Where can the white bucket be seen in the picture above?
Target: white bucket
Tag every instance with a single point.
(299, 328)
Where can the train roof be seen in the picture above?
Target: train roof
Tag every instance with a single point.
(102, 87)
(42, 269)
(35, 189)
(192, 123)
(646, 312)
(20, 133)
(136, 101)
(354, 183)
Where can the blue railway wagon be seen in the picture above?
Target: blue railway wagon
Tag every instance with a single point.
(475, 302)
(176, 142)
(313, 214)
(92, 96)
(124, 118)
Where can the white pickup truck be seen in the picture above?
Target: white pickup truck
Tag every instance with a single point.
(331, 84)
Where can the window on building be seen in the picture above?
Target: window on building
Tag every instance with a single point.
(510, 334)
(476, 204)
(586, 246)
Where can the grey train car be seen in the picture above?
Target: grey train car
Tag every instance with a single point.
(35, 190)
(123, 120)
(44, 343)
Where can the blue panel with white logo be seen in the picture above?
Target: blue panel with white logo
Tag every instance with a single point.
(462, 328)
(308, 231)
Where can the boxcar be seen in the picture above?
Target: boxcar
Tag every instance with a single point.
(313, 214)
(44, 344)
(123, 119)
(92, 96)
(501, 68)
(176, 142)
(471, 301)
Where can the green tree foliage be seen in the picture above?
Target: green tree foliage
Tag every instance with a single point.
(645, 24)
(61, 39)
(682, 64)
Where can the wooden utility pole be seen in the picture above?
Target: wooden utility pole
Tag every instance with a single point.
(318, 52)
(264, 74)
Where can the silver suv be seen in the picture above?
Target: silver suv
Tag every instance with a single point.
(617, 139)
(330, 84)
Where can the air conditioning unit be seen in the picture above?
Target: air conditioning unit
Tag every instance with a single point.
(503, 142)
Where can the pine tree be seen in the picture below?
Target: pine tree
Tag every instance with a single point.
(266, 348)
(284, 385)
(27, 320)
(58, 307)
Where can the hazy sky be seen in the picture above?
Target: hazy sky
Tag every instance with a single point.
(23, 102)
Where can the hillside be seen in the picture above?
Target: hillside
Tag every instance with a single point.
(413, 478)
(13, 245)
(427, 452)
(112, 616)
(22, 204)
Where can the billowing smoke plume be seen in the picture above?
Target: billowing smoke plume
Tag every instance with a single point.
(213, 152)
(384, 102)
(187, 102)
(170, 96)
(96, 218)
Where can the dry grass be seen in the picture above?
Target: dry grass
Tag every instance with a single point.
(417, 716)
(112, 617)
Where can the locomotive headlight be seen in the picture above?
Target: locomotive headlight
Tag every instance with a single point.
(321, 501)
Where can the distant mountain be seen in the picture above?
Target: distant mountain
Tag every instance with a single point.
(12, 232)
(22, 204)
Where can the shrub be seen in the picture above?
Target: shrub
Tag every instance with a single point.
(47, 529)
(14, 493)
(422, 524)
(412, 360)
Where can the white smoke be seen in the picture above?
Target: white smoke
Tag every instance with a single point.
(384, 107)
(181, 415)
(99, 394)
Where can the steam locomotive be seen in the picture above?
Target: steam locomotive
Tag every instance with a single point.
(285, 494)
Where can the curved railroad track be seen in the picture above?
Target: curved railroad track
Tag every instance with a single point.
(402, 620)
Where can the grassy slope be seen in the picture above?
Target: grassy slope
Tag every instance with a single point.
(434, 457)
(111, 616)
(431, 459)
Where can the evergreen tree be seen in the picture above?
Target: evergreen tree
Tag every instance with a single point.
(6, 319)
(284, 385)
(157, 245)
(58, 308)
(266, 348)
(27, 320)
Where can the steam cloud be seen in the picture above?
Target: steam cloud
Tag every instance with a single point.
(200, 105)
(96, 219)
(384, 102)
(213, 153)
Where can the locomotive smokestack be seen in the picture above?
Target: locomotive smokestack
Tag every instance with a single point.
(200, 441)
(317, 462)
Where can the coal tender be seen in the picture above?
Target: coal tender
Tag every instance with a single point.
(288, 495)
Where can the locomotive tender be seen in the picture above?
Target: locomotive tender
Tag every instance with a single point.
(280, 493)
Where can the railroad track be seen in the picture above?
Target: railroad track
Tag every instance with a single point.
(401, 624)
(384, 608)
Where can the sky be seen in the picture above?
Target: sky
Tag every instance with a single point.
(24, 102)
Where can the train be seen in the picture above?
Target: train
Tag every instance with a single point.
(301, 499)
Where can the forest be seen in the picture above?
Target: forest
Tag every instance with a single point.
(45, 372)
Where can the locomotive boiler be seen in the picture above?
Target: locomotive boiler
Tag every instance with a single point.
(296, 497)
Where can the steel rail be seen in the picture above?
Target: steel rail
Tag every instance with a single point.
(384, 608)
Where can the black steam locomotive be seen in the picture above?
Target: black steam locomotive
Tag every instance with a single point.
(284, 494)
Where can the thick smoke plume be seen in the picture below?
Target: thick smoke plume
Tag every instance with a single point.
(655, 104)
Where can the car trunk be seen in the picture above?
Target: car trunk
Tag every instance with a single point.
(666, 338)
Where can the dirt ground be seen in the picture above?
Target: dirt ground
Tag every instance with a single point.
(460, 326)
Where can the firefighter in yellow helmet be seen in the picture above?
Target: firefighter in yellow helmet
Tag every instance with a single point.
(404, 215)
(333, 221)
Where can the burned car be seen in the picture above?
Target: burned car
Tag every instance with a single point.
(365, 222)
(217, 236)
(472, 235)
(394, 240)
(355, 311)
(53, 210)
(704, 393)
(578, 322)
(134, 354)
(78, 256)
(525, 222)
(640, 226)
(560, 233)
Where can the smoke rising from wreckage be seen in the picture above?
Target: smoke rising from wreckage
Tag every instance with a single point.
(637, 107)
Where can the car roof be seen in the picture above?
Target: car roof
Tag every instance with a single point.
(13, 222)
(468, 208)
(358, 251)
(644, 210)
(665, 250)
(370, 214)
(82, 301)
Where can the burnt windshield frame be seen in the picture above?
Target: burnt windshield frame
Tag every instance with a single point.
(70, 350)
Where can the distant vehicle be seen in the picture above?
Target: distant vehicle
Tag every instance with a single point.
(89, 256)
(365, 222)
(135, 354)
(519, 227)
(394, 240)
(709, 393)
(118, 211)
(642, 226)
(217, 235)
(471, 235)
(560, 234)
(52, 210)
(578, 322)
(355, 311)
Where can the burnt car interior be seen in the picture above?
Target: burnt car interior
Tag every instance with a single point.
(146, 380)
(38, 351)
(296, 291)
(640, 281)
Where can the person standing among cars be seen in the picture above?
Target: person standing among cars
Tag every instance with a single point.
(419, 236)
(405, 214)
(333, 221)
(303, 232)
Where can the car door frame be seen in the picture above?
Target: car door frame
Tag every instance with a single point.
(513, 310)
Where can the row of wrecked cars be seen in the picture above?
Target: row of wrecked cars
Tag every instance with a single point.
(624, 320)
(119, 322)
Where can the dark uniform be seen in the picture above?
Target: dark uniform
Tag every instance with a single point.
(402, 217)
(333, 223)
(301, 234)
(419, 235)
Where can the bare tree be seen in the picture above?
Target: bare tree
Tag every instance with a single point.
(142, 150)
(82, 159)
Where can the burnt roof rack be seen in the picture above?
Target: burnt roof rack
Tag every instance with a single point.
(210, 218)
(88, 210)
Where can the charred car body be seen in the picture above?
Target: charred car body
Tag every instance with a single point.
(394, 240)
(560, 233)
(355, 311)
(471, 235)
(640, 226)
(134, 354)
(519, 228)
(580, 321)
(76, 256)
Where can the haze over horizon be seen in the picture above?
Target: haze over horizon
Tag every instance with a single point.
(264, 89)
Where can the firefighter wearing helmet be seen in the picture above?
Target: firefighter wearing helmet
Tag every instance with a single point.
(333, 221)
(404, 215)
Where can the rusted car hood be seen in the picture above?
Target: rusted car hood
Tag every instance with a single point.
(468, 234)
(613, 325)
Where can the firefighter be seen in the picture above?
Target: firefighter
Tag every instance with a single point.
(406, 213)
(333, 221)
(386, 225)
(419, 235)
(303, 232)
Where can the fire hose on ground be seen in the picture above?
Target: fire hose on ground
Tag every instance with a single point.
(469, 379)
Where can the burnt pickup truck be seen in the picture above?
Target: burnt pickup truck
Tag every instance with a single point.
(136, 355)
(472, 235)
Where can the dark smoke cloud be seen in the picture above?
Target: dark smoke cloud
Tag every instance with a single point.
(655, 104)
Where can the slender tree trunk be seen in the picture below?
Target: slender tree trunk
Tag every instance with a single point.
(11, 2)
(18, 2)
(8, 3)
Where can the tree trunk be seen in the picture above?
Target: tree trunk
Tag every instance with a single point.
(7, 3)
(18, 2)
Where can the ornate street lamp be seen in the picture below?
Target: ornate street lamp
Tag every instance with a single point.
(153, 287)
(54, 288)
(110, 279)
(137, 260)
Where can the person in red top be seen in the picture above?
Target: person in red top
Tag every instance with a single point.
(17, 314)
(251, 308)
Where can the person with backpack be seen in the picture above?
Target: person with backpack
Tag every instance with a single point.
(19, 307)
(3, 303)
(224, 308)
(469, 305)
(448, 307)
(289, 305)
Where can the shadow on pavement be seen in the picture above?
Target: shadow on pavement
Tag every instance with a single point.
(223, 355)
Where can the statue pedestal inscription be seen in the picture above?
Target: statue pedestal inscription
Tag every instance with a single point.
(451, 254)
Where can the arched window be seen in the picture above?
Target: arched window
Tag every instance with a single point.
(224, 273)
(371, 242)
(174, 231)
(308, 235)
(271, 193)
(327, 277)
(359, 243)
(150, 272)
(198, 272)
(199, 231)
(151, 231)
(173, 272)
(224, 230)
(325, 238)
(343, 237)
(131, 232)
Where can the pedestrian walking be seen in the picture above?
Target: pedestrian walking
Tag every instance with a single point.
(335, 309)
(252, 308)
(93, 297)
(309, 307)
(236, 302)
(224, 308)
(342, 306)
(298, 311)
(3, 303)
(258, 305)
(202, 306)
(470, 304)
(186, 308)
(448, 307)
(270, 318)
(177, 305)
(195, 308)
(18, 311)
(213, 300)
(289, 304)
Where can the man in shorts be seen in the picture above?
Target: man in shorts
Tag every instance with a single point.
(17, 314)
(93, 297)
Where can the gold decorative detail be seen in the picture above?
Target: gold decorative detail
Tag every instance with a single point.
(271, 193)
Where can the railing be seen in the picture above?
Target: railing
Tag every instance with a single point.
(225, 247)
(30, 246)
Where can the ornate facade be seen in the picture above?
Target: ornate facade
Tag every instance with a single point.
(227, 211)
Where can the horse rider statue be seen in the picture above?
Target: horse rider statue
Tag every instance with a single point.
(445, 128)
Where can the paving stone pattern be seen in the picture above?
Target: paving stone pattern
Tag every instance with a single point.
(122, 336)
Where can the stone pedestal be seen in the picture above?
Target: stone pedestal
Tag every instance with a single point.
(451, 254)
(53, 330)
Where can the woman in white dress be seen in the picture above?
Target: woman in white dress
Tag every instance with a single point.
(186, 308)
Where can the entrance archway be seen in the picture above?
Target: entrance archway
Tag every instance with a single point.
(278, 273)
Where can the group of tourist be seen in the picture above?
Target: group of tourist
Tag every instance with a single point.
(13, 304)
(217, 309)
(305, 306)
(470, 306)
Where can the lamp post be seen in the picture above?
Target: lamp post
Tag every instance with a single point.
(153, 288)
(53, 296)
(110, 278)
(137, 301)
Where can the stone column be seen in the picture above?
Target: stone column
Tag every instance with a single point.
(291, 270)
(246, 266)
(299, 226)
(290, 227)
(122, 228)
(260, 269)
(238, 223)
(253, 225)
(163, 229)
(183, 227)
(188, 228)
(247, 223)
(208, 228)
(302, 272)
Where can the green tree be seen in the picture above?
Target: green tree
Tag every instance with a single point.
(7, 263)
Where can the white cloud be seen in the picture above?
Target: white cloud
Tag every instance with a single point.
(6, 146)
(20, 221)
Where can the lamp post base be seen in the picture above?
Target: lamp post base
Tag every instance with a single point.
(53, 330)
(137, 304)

WHAT YOU NEED TO DO.
Your answer should consist only of the lines from the one with "Where can the lamp post be" through the end of the data above, reproduced exactly.

SOLUTION BELOW.
Where can the lamp post be seen in the picture above?
Target: lamp post
Tag every instance with a single point.
(153, 288)
(53, 296)
(110, 278)
(137, 301)
Where can the stone column be seen in the picture above?
Target: stone column
Tag every instance with a single point.
(291, 270)
(246, 266)
(299, 226)
(290, 227)
(122, 228)
(260, 269)
(238, 223)
(253, 225)
(163, 229)
(183, 227)
(188, 228)
(247, 223)
(208, 228)
(302, 272)
Where can the green tree be seen in the picture above?
Target: green tree
Tag every instance with a single point.
(7, 263)
Where can the white cloud be seen in the picture above?
Target: white cloud
Tag every instance with a single point.
(6, 146)
(20, 221)
Where can the lamp post base be seen in the picture above?
Target: lamp post base
Tag every instance with a single point.
(53, 330)
(137, 304)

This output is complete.